* EXERCISE DETAILS *
What do the lines say from the one containing "Objective — one dot per instance of the pink lotus" to the end of the records? Restate them word for word, and only those.

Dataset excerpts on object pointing
===============

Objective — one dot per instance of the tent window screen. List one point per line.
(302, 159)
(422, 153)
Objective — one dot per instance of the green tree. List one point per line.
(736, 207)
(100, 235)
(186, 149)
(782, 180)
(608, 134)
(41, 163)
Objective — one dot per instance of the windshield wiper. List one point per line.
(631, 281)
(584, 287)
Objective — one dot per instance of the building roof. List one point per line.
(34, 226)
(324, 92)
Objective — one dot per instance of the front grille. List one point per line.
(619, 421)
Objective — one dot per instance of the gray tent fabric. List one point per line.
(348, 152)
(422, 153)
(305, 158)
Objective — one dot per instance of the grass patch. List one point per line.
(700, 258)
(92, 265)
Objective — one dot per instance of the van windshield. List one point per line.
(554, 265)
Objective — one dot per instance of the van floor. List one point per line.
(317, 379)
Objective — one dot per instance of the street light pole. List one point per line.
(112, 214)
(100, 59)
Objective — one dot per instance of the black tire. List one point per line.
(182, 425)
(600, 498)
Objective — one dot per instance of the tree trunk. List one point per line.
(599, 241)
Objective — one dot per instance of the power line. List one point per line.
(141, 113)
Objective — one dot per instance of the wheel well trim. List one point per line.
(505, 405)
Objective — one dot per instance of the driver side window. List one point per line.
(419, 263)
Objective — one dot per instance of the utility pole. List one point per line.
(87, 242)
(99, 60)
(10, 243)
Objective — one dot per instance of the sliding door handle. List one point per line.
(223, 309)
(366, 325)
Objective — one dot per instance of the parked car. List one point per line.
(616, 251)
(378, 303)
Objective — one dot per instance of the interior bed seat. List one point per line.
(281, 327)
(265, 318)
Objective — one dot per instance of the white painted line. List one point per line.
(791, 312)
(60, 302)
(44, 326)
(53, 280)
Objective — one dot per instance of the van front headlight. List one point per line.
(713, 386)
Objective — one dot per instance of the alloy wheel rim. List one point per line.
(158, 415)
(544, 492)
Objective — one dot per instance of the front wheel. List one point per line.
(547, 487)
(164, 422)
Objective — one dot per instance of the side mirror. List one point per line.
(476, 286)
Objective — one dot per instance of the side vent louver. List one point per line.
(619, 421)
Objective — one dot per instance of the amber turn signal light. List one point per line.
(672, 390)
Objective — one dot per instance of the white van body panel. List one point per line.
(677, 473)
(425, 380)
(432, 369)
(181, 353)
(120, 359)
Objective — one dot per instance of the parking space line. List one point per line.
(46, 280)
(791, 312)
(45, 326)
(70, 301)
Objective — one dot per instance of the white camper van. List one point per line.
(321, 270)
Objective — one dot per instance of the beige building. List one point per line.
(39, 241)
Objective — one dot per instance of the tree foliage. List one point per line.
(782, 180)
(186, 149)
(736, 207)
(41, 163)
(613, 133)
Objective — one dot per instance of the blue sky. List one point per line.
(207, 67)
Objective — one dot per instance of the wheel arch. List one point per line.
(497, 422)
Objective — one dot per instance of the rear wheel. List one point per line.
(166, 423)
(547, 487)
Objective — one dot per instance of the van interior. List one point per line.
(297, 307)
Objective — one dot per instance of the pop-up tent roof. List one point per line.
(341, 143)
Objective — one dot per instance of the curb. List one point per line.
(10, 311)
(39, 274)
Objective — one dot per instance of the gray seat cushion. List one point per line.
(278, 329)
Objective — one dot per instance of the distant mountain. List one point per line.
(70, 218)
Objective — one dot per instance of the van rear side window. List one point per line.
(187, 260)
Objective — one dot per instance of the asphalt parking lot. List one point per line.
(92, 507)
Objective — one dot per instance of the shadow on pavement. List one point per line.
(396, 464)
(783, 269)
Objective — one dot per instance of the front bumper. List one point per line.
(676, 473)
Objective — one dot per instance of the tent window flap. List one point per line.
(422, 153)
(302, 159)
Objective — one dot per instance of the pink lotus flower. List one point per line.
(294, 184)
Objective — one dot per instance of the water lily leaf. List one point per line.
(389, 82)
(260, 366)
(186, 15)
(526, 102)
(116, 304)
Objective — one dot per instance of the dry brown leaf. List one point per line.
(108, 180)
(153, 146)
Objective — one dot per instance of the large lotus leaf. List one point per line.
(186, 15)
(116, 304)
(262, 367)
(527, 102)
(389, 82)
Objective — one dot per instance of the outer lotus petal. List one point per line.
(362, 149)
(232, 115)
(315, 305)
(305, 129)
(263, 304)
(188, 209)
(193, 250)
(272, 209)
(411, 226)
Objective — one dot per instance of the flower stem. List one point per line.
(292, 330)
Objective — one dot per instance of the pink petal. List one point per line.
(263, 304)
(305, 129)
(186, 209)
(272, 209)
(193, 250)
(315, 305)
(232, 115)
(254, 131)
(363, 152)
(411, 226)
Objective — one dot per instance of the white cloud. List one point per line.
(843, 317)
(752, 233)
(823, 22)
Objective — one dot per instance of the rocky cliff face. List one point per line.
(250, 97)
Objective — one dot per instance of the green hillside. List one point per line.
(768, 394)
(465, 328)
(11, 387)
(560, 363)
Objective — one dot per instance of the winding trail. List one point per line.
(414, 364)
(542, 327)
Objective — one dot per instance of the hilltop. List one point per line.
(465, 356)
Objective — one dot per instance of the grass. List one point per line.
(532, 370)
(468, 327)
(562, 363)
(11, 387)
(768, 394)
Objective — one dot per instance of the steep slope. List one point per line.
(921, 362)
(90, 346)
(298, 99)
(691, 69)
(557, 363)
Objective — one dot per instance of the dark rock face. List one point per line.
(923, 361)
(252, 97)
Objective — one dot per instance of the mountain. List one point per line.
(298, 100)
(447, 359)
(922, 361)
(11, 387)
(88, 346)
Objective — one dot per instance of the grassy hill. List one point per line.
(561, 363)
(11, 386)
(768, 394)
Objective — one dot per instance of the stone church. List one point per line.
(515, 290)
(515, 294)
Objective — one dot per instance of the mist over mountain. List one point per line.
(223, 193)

===============

* THE RESULT *
Objective — one dot per instance of the pink lotus flower. List one point per line.
(294, 184)
Objective — one dot per instance of the water lily leaf. List one point per line.
(389, 82)
(260, 366)
(186, 15)
(526, 102)
(116, 304)
Objective — one dot per instance of the dry brown leaf. List one point per line.
(108, 180)
(153, 146)
Objective — one dot per instance of the large lotus leaf. List one point per line.
(186, 15)
(116, 304)
(262, 367)
(527, 102)
(389, 82)
Objective — one dot per instance of the outer lotus petal. List one point per line.
(362, 149)
(232, 115)
(315, 305)
(305, 129)
(263, 304)
(188, 209)
(193, 250)
(272, 209)
(411, 226)
Objective — one dot per instance of the flower stem. List one point per line.
(292, 330)
Objective — one dot per instance of the pink petal. List one point per line.
(263, 304)
(305, 129)
(186, 209)
(272, 209)
(193, 250)
(315, 305)
(232, 115)
(254, 131)
(363, 152)
(411, 226)
Objective — one dot per instance of the white cloud. List one point per line.
(843, 317)
(752, 233)
(823, 22)
Objective — one dot per instance of the rocky cliff face. List one point per line.
(250, 97)
Objective — one dot per instance of the green hillside. List one point per line.
(768, 394)
(465, 328)
(11, 387)
(560, 363)
Objective — one dot per instance of the winding trail. List one point per line.
(414, 364)
(542, 327)
Objective — one dot per instance of the hilltop. List one point per line.
(465, 356)
Objective — one dot per instance of the grass. List one point per line.
(532, 370)
(468, 327)
(562, 363)
(11, 387)
(768, 394)
Objective — one dot per instance of the steep slope. List one point per line.
(921, 362)
(90, 346)
(298, 99)
(691, 69)
(557, 363)
Objective — one dot per instance of the dark rock face. List one point per line.
(923, 361)
(252, 97)
Objective — one dot per instance of the mountain. List one point per line.
(298, 100)
(447, 359)
(922, 361)
(11, 387)
(88, 346)
Objective — one dot per instance of the grassy hill. List one point per line.
(561, 363)
(11, 386)
(768, 394)
Objective — one dot per instance of the stone church. List one point per line.
(515, 290)
(515, 294)
Objective — one dot per instance of the mist over mountain. List one point per line.
(223, 193)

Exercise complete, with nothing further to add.